### [Required task]
Copy the passage of the divorce judgment between "2. The respondent, it" and "a compromising position.", inclusive.

B.C. Chakrabarti, J.
1. This is a reference under Section 17 of the Divorce Act made by the learned Additional District Judge, 7th Court, Alipore after having passed a decree of divorce in Divorce Suit No. 5 of 1978 of his Court. The petitioner instituted the suit in 1977 on an allegation that the petitioner and the respondent both of whom are Indian citizens professing the Christian, faith were married in May, 1944. Since after the marriage they were living peacefully and four children were born to them. The children have attained majority and art now living abroad. Sometime in 1965 the respondent wife picked up acquaintance and intimacy with a seaman and became very friendly with him. She started mixing with the said seaman freely and in such a manner that the petitioner felt humiliated and lowered in the estimation of others. His attempts to correct and mend the wife turned futile. On the 25th Dec. 1965 the respondent left the matrimonial home and went away to her mother's place at No. 1 Molisii Street, Calcutta. She has been residing there ever since and has been leading an adulterous life with the said seaman. It is said that the name and whereabouts of the seaman with whom the respondent is living is not known to the petitioner as the seaman lives away from India in connection with his employment and seldom comes back to India. On these allegations, the petitioner prayed for a decree of divorce under Section 10 of the Divorce Act.
2. The respondent, it appears had entered appearance and filed a written statement denying the allegations but did not eventually contest the claim at the time of hearing. On behalf of the petitioner husband none other than the petitioner has been examined as a witness. He says that he was married with the respondent in 1944; that four children were born unto them; that the respondent was having an affair with a seaman and that she left the matrimonial home in Dec. 1965 to live with her mother at No. 1 Motisil Street, Calcutta, so that she can meet the said seaman as often as she likes. It is also his evidence that his attempts to bring her back failed and he could not make the seaman a party respondent as he could not ascertain his name and whereabouts. He paid a surprise visit on 1-1-1878 when he says he found his wife and the said seaman in a compromising position.

### [A block of data]

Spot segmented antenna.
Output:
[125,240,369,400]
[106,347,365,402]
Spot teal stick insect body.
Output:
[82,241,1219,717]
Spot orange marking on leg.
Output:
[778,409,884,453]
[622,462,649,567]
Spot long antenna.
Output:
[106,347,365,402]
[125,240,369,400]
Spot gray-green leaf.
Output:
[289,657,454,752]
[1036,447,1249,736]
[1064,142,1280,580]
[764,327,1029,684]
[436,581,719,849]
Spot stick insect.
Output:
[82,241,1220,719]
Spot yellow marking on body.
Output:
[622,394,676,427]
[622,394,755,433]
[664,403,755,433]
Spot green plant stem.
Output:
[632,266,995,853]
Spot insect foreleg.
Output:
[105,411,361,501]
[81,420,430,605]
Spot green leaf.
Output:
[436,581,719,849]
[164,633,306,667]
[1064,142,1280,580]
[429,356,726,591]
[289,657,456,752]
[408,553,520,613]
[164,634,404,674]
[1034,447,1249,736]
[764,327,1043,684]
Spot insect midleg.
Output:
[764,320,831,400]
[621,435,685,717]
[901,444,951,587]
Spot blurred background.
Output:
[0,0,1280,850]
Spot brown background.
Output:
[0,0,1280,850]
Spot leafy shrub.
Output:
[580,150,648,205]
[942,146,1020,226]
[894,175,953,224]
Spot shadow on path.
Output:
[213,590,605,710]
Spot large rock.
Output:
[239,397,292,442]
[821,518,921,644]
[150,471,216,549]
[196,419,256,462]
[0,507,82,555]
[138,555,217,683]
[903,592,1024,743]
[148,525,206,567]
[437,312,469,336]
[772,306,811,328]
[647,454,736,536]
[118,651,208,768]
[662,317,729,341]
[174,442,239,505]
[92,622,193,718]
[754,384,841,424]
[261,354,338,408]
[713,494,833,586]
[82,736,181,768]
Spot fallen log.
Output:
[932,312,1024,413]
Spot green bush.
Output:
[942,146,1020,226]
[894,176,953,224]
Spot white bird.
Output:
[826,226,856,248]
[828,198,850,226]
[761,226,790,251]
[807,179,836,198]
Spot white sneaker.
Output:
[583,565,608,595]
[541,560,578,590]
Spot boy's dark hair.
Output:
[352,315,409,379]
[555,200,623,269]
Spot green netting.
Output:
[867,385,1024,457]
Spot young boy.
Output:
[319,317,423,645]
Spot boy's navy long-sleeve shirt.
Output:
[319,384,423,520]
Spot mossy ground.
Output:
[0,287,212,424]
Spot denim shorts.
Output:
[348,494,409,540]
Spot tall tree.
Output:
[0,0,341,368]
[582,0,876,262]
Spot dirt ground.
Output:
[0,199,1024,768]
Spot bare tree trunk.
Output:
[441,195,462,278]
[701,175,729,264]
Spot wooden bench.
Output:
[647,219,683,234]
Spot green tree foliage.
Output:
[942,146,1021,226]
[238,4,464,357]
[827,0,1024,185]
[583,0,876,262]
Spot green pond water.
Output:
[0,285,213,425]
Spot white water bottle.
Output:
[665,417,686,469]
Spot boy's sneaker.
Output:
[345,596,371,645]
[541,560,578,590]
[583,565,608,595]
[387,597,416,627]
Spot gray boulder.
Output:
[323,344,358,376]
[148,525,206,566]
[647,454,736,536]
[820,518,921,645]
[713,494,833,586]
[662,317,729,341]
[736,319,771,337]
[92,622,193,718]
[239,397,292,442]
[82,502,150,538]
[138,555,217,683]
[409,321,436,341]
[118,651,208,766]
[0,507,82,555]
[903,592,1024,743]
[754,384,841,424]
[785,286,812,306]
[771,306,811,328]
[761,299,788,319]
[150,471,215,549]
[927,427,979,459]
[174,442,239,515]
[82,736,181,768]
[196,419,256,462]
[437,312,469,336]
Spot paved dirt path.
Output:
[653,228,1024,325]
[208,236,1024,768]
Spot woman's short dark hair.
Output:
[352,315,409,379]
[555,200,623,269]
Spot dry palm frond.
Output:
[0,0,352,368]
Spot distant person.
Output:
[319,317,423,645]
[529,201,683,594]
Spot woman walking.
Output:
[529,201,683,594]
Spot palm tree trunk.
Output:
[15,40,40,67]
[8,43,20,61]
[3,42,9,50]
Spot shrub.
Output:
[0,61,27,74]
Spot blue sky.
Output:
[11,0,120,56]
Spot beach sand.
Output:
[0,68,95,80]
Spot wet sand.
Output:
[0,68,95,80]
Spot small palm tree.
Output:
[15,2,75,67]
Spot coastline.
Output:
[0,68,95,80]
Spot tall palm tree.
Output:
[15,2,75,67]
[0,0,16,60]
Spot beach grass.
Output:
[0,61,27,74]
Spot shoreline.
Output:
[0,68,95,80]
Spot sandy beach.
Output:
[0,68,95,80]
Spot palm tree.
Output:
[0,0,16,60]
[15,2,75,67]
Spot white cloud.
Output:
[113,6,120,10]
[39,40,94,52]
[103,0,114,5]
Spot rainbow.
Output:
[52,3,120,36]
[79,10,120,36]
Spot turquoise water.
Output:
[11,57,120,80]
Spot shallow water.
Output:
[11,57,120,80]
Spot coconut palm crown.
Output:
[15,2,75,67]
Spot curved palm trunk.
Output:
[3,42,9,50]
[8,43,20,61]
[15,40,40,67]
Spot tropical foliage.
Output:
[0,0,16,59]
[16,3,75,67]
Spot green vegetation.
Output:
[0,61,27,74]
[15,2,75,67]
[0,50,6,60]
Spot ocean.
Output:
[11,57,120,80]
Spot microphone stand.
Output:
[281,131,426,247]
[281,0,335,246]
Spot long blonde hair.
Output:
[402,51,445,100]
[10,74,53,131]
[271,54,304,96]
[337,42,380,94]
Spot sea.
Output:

### [Finished answer]
2. The respondent, it appears had entered appearance and filed a written statement denying the allegations but did not eventually contest the claim at the time of hearing. On behalf of the petitioner husband none other than the petitioner has been examined as a witness. He says that he was married with the respondent in 1944; that four children were born unto them; that the respondent was having an affair with a seaman and that she left the matrimonial home in Dec. 1965 to live with her mother at No. 1 Motisil Street, Calcutta, so that she can meet the said seaman as often as she likes. It is also his evidence that his attempts to bring her back failed and he could not make the seaman a party respondent as he could not ascertain his name and whereabouts. He paid a surprise visit on 1-1-1878 when he says he found his wife and the said seaman in a compromising position.